======== Records for this exercise

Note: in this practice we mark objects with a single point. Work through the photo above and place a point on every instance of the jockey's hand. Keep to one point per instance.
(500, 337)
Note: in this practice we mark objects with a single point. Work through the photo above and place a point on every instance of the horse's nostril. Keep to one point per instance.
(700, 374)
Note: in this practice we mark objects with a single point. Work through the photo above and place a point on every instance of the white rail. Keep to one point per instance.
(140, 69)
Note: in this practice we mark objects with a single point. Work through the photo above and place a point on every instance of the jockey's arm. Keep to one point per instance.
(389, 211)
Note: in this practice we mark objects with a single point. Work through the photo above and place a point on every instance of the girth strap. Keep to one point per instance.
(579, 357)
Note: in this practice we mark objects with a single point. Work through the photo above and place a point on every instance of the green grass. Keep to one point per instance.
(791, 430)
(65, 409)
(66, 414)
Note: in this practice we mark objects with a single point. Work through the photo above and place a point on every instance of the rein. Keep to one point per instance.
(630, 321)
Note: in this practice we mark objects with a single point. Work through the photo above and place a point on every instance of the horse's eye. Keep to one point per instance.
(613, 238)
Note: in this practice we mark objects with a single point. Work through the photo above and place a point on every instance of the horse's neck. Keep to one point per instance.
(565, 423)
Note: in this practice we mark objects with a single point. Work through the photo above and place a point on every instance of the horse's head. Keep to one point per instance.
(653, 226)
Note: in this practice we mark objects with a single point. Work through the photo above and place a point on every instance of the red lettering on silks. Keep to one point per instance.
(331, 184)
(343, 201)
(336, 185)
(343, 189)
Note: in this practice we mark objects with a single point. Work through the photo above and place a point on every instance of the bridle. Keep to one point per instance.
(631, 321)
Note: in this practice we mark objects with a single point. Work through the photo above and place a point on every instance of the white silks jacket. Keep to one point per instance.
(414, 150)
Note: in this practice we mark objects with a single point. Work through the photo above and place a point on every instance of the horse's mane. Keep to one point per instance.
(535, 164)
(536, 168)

================

*About this exercise*:
Write out each line exactly, starting with the line that contains "mane. Keep to one point per instance." and stopping after the last line of the data.

*Result*:
Note: in this practice we mark objects with a single point. Work through the photo above and place a point on every instance of the horse's mane. Keep to one point per instance.
(535, 164)
(536, 168)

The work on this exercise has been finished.